• [WHAT YOU WILL DO]
Quote every entry word for word.

-------------------------

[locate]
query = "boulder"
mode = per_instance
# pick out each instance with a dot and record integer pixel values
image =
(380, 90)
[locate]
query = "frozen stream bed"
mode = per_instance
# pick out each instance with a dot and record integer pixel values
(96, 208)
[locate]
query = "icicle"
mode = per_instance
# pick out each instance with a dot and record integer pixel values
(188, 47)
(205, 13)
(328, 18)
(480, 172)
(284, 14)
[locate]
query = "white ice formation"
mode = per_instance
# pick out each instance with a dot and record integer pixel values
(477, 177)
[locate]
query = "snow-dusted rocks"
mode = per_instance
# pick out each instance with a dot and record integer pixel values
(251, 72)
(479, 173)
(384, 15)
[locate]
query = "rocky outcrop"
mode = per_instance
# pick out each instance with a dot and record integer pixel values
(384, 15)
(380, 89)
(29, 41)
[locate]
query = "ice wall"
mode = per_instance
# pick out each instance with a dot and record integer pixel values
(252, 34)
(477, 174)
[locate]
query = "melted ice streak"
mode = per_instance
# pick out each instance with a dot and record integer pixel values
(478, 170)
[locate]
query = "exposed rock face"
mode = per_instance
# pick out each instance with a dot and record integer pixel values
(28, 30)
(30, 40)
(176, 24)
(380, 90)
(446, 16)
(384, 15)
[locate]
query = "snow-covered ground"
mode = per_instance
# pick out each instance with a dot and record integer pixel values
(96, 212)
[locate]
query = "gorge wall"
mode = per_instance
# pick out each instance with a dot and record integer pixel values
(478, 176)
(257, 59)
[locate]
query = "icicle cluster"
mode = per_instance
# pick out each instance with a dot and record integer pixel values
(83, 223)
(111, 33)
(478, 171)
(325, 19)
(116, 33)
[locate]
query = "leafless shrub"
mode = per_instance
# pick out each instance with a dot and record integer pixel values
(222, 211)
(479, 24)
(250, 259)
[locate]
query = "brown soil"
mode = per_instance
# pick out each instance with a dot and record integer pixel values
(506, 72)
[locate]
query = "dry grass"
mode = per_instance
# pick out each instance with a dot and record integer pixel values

-------------------------

• [OUTPUT OF THE TASK]
[locate]
query = "boulder"
mode = per_instance
# pick out each instance with a dot and record integer pixel values
image =
(380, 90)
[locate]
query = "frozen stream bed"
mode = per_instance
# pick out each instance with a dot and record integer pixel values
(96, 208)
[locate]
query = "icicle"
mode = per_instance
# pick out each instance with a dot and record integer pixel values
(188, 47)
(205, 13)
(328, 18)
(480, 172)
(284, 14)
[locate]
query = "white ice formation"
mode = per_instance
# pick out each instance with a dot and record integer pixel values
(477, 177)
[locate]
query = "snow-dusted rocks"
mode = per_instance
# pick out each instance with a dot and record integer pixel values
(251, 72)
(479, 173)
(384, 15)
[locate]
query = "rocky outcrop"
mode = per_instance
# pick out each instance with a dot and record integer pixel values
(384, 15)
(380, 89)
(29, 41)
[locate]
query = "ice wall"
mode = per_instance
# pick out each instance with a dot and record integer pixel values
(252, 34)
(477, 174)
[locate]
query = "melted ice streak"
mode = per_instance
# pick out each instance with a dot and record integer pixel values
(478, 170)
[locate]
query = "exposed rock face"
mode = per_instance
# pick out each instance with a dot and record integer pixel values
(28, 30)
(30, 40)
(176, 24)
(380, 90)
(446, 16)
(384, 15)
[locate]
query = "snow-covered ground"
mode = per_instance
# pick out each instance with a dot and record integer pixel values
(96, 212)
[locate]
query = "gorge wall"
mode = per_instance
# pick out each instance with a dot and record integer pixel values
(478, 176)
(257, 59)
[locate]
query = "icicle cluster"
mode = per_instance
# pick out each instance with a dot and record integer pixel values
(83, 223)
(111, 33)
(478, 171)
(325, 19)
(116, 33)
[locate]
query = "leafless shrub"
mode = per_instance
# pick out each instance with a dot and record integer pixel values
(222, 211)
(479, 24)
(250, 259)
[locate]
query = "brown soil"
mode = per_instance
# pick out each instance with a dot and record integer pixel values
(506, 72)
[locate]
query = "dry grass"
mode = per_instance
# pick out each instance with a dot and record integer pixel values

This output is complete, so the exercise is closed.